[PROVIDED RECORDS Boundary: Start]

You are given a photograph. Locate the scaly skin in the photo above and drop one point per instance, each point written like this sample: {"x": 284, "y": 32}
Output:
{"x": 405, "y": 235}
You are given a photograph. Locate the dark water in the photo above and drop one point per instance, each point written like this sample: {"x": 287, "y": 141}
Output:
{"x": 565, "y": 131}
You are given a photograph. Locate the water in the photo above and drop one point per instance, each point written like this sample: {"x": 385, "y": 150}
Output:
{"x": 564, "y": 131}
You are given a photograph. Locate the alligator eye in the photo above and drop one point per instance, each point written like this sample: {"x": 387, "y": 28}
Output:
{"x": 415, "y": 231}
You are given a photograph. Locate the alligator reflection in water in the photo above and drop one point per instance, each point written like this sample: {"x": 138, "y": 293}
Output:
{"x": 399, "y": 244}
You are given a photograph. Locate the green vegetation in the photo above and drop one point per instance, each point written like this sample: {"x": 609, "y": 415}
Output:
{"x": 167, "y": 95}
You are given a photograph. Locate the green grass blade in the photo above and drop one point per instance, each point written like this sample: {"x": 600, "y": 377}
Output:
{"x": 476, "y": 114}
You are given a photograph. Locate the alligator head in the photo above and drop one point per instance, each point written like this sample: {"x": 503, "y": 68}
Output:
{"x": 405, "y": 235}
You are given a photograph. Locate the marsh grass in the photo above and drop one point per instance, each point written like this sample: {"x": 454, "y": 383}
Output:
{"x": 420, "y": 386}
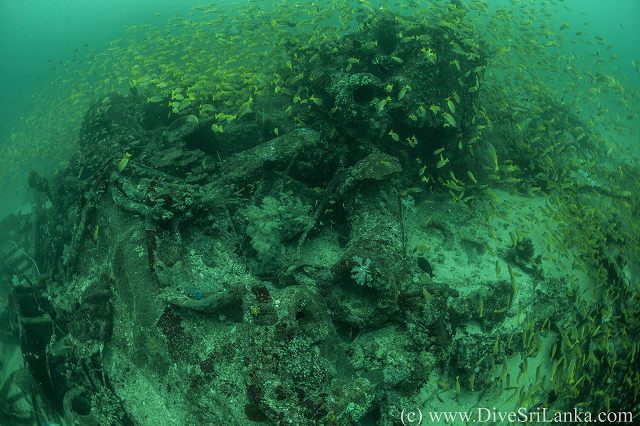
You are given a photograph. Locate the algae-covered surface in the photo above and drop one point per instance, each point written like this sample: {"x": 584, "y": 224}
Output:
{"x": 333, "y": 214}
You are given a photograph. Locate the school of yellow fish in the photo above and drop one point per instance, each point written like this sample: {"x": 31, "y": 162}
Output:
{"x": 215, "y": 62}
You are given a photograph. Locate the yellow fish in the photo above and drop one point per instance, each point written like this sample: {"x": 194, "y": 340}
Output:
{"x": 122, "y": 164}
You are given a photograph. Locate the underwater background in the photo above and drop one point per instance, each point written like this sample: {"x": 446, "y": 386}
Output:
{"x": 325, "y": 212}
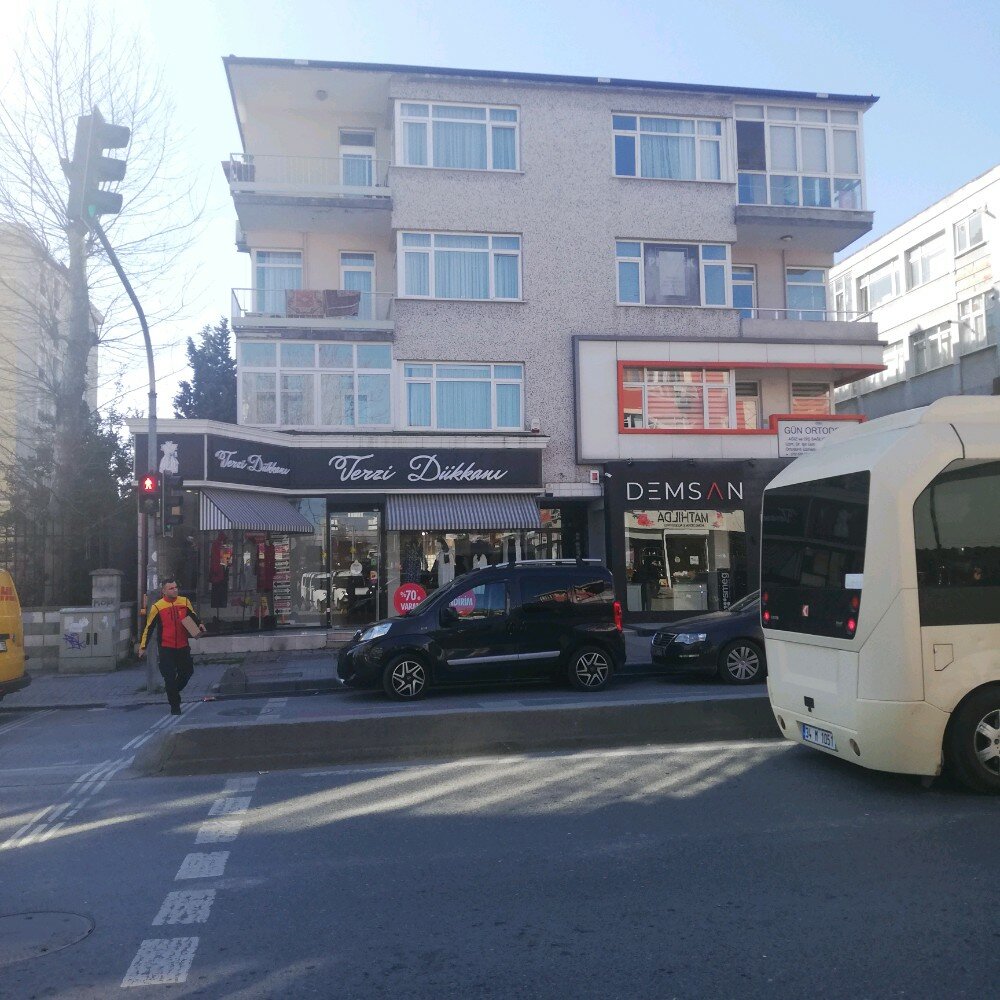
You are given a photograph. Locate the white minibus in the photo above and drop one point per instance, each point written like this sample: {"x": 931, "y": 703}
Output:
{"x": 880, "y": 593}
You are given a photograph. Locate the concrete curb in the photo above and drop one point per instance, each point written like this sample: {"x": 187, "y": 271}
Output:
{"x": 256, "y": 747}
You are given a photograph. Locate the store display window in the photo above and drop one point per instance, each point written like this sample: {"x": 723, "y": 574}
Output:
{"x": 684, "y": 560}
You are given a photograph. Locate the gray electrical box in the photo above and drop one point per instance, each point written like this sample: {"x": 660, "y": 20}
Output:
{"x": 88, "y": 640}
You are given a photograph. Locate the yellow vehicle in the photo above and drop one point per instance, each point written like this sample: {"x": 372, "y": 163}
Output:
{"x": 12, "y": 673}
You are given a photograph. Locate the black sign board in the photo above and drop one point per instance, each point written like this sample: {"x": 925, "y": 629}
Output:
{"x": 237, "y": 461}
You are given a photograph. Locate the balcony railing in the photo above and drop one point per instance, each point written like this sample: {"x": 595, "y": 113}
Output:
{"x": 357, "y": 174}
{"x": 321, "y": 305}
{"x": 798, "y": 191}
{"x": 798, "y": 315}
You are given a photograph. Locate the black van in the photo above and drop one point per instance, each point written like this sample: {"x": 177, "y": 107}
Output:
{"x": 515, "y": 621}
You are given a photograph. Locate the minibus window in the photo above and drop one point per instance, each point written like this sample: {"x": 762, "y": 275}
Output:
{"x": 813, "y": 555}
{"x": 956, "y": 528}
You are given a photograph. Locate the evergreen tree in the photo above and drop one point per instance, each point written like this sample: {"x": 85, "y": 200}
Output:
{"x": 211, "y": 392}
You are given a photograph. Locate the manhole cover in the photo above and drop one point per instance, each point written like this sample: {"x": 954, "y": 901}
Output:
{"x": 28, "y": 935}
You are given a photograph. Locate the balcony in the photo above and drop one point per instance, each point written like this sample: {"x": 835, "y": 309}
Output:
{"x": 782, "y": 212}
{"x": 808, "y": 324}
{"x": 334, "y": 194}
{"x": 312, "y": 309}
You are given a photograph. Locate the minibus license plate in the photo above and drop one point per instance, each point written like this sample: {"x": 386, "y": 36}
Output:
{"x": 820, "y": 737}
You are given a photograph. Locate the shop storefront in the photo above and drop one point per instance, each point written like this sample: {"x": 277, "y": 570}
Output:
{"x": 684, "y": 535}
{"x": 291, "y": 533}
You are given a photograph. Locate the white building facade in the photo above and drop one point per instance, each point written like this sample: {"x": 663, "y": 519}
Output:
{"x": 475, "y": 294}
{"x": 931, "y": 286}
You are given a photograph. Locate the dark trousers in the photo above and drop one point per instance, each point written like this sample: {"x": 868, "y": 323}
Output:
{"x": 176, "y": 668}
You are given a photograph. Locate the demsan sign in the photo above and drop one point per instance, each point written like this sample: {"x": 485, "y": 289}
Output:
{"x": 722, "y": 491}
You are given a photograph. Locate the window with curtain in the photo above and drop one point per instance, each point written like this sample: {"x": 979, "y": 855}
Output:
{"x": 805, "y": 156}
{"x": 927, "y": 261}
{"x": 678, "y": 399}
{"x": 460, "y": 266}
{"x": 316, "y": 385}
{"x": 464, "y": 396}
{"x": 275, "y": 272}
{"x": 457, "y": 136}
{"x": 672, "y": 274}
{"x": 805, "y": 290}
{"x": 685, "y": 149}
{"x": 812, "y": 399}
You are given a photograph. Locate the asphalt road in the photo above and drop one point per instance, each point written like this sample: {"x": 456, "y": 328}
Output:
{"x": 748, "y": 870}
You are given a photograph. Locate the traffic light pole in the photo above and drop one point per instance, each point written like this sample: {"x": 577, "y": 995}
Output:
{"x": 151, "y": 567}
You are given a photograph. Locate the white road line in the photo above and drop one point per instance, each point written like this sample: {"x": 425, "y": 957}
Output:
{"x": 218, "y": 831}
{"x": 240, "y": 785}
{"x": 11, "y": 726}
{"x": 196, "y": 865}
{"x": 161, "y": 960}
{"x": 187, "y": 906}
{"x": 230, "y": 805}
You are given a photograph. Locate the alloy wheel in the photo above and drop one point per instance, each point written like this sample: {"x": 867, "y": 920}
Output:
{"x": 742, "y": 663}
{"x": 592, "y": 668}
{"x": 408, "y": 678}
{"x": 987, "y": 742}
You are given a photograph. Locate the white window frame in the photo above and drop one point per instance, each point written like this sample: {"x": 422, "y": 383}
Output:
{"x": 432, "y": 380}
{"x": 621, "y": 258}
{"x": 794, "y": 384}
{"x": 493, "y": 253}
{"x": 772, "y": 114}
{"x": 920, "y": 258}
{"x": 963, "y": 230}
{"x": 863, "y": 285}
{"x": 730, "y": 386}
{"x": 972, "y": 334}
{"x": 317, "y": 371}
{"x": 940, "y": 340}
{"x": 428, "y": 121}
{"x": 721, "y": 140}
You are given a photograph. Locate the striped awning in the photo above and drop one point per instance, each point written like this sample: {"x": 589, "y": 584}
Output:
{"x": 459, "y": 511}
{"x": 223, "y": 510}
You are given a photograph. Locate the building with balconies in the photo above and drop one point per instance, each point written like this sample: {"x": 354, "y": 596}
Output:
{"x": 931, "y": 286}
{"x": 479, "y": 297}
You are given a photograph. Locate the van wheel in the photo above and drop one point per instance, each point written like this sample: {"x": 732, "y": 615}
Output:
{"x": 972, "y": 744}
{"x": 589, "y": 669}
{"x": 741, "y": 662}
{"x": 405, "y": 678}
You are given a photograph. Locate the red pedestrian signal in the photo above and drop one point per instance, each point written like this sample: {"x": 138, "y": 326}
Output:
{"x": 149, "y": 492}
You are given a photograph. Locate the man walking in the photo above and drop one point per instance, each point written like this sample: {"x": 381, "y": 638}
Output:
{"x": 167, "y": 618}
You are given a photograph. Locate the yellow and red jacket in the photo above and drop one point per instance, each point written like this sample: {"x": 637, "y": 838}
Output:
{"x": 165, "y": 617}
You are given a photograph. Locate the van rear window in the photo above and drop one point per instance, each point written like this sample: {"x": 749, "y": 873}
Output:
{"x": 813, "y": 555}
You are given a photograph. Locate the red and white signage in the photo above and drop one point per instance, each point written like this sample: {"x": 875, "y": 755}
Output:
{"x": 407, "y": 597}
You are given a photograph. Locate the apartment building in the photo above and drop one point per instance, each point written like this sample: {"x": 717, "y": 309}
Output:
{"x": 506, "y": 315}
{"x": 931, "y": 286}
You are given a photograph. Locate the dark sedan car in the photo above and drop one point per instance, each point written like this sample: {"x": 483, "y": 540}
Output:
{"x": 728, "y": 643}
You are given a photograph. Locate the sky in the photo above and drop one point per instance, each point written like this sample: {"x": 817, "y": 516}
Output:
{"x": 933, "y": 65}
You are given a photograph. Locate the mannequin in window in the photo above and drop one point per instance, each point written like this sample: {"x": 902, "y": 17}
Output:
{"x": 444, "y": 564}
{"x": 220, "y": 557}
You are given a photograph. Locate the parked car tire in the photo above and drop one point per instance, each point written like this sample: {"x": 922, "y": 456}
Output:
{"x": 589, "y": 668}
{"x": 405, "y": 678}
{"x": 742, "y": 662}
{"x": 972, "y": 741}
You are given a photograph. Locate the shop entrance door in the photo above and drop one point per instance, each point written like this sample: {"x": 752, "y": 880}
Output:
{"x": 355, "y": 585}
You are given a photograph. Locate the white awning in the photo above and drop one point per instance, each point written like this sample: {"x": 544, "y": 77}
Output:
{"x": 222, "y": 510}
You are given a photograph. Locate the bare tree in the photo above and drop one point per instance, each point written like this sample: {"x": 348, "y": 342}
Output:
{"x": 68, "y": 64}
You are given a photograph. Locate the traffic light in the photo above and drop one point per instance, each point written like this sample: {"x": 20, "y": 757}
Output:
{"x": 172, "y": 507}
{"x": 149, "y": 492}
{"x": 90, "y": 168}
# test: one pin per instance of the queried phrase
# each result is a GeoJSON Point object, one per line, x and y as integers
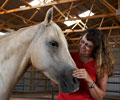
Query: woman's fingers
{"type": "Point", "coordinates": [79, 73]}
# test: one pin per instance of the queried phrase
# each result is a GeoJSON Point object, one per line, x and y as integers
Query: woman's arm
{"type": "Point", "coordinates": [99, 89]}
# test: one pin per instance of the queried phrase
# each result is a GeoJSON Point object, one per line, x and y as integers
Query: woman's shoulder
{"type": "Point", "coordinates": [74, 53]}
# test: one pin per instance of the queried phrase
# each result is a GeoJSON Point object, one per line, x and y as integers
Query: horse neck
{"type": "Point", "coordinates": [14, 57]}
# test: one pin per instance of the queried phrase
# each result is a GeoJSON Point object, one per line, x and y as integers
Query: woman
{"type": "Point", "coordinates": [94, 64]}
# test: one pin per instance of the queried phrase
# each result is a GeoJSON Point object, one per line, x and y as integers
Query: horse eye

[PROVIDED RECORDS Boundary: End]

WORK INSTRUCTIONS: Wherever a line in the records contains the word "fish", copy that line.

SOLUTION TO THE EXERCISE:
You are given a photograph. Locate the school of yellow fish in the photo above and drop one point per instance, each point written like this sample: {"x": 31, "y": 162}
You are given a photograph. Locate the yellow fish in the photo above and drop one point per instance, each point written like this sample: {"x": 194, "y": 340}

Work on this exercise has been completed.